[[ Document segment, beginning ]]
No one likes train toilets, particularly Jeremy Hunt after he pulled the wrong cord by mistake on his way to the Tory party conference…
No one likes train toilets. End Game especially hates the ones that you have to open and lock by pressing buttons (we can never quite shake the fear that the door will slide open agonisingly slowly at any moment).
Our anxiety must be shared by Jeremy Hunt.
According to newspaper reports, passengers on a Virgin train en route to the Conservative Party conference in Manchester last week were startled by an announcement informing them that someone had pulled the emergency cord in the loo.
‘Mr Hunt admitted he pulled the cord by mistake’
Reports said a red-faced Mr Hunt emerged from the toilet, admitting he’d pulled the cord by mistake.
An easy mishap to make, especially for those, like End Game, who are accustomed to the reassuringly vintage feel of old fashioned chain pull loos.
The papers that reported the incident included a quote from an unnamed passenger, which is surely too good not to be true.
With Mr Hunt still locking horns with the British Medical Association over the junior doctors contract, the eyewitness acidly commented: “It’s a good job he didn’t actually need a doctor. I’m not sure anyone would have volunteered.”
[[ Document segment, end ]]
[[ Dataset extract, beginning ]]
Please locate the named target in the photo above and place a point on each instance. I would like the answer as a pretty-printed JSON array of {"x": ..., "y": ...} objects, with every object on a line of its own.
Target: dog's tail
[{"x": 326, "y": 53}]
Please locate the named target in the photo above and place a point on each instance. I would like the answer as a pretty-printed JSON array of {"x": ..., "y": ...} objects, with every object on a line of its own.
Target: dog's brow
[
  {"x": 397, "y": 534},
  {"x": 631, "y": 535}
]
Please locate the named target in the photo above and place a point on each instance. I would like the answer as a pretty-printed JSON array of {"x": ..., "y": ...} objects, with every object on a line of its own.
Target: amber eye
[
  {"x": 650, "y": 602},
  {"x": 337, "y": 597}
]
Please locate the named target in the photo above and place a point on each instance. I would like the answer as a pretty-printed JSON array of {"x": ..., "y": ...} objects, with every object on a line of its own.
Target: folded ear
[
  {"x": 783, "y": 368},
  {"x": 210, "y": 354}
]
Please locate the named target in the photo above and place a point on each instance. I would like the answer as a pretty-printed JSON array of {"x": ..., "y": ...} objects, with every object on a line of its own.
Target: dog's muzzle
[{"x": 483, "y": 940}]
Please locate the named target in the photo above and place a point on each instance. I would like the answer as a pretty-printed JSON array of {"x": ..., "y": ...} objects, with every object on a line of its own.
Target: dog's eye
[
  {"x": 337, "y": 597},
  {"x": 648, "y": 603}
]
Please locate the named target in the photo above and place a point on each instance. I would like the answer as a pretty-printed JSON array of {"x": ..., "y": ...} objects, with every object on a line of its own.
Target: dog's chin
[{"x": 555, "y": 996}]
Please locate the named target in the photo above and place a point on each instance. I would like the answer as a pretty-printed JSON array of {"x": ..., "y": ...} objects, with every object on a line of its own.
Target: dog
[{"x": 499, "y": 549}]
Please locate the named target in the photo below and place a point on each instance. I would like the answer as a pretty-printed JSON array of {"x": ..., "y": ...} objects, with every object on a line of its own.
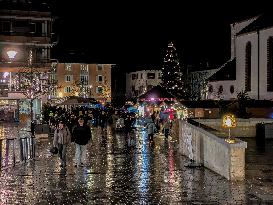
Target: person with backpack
[
  {"x": 151, "y": 129},
  {"x": 62, "y": 137},
  {"x": 81, "y": 136}
]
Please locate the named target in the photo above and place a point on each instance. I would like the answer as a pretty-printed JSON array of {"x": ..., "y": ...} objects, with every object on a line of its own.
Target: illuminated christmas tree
[{"x": 171, "y": 72}]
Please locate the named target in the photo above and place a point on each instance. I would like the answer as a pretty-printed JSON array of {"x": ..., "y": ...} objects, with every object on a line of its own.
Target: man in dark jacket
[{"x": 81, "y": 136}]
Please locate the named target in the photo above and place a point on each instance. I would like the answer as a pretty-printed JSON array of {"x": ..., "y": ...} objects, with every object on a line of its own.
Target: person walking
[
  {"x": 151, "y": 130},
  {"x": 81, "y": 136},
  {"x": 62, "y": 137},
  {"x": 166, "y": 128}
]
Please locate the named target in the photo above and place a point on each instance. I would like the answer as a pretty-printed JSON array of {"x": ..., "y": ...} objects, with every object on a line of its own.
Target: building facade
[
  {"x": 25, "y": 45},
  {"x": 251, "y": 62},
  {"x": 85, "y": 80},
  {"x": 140, "y": 82}
]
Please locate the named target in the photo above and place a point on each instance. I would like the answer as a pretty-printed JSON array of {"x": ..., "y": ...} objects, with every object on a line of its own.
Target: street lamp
[
  {"x": 229, "y": 121},
  {"x": 11, "y": 54},
  {"x": 90, "y": 90}
]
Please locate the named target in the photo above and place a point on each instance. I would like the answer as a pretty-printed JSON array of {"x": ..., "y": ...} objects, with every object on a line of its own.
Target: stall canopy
[
  {"x": 156, "y": 94},
  {"x": 74, "y": 100}
]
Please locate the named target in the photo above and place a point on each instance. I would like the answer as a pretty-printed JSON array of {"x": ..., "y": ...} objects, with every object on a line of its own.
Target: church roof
[
  {"x": 263, "y": 21},
  {"x": 225, "y": 72}
]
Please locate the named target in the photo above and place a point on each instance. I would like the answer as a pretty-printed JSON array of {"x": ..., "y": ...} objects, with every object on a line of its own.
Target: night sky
[{"x": 135, "y": 35}]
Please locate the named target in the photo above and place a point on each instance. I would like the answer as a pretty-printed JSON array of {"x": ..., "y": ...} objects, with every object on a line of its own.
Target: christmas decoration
[{"x": 171, "y": 72}]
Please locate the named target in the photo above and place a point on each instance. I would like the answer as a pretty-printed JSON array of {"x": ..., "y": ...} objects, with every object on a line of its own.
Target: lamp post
[
  {"x": 229, "y": 121},
  {"x": 90, "y": 91}
]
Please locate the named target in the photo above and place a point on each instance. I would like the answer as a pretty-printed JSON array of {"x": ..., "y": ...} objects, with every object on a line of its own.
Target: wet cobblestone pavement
[{"x": 144, "y": 174}]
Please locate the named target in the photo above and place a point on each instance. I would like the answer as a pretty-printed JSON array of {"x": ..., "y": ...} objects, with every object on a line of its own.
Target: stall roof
[
  {"x": 74, "y": 100},
  {"x": 157, "y": 93}
]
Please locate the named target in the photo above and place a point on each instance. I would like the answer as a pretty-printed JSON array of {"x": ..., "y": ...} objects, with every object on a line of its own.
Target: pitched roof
[
  {"x": 263, "y": 21},
  {"x": 225, "y": 72}
]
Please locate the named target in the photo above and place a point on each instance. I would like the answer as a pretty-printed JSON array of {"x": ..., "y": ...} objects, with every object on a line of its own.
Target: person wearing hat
[
  {"x": 81, "y": 135},
  {"x": 62, "y": 137}
]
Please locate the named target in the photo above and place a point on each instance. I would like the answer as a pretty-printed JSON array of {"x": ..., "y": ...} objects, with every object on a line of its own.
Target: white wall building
[
  {"x": 139, "y": 82},
  {"x": 251, "y": 65}
]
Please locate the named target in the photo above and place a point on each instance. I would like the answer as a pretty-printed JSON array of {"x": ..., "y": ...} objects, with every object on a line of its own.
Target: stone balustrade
[{"x": 213, "y": 152}]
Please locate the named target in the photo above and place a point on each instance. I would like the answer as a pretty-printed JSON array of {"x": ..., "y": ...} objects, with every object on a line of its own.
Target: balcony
[
  {"x": 17, "y": 66},
  {"x": 25, "y": 39}
]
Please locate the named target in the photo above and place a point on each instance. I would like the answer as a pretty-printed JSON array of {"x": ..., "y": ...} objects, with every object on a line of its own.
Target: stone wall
[
  {"x": 213, "y": 152},
  {"x": 245, "y": 127}
]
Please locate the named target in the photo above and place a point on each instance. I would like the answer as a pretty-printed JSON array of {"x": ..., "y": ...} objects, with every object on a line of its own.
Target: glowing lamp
[
  {"x": 229, "y": 121},
  {"x": 11, "y": 54}
]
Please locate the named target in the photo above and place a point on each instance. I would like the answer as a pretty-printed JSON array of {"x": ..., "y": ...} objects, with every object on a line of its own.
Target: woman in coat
[{"x": 62, "y": 137}]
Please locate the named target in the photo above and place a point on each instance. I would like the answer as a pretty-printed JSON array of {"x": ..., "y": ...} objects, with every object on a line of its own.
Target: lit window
[
  {"x": 99, "y": 78},
  {"x": 232, "y": 89},
  {"x": 99, "y": 67},
  {"x": 84, "y": 79},
  {"x": 151, "y": 75},
  {"x": 210, "y": 88},
  {"x": 99, "y": 89},
  {"x": 84, "y": 68},
  {"x": 68, "y": 78},
  {"x": 68, "y": 67},
  {"x": 67, "y": 89}
]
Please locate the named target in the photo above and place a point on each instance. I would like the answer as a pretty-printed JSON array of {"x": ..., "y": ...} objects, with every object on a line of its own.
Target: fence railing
[{"x": 16, "y": 150}]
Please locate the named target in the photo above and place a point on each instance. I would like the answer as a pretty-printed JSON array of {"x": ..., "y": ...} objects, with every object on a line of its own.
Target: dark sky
[{"x": 135, "y": 34}]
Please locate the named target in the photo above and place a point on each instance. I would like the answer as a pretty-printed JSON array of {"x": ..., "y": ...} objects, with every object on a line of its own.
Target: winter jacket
[
  {"x": 81, "y": 134},
  {"x": 151, "y": 128},
  {"x": 61, "y": 136}
]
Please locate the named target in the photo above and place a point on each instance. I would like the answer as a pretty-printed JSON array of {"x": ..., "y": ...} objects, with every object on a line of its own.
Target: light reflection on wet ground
[{"x": 144, "y": 174}]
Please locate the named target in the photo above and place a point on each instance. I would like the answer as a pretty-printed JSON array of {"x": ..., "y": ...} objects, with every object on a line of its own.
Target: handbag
[{"x": 54, "y": 150}]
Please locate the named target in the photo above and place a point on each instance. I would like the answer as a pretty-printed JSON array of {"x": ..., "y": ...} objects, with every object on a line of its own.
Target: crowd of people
[[ Dataset extract, end ]]
◆ **Required work**
1. According to the Jeremy Hunt article, in which city was the Conservative Party conference held?
2. Please pull out the passage of the Jeremy Hunt article from "An easy mishap" to "to be true.".

◆ **Results by task**
1. Manchester.

2.
An easy mishap to make, especially for those, like End Game, who are accustomed to the reassuringly vintage feel of old fashioned chain pull loos.
The papers that reported the incident included a quote from an unnamed passenger, which is surely too good not to be true.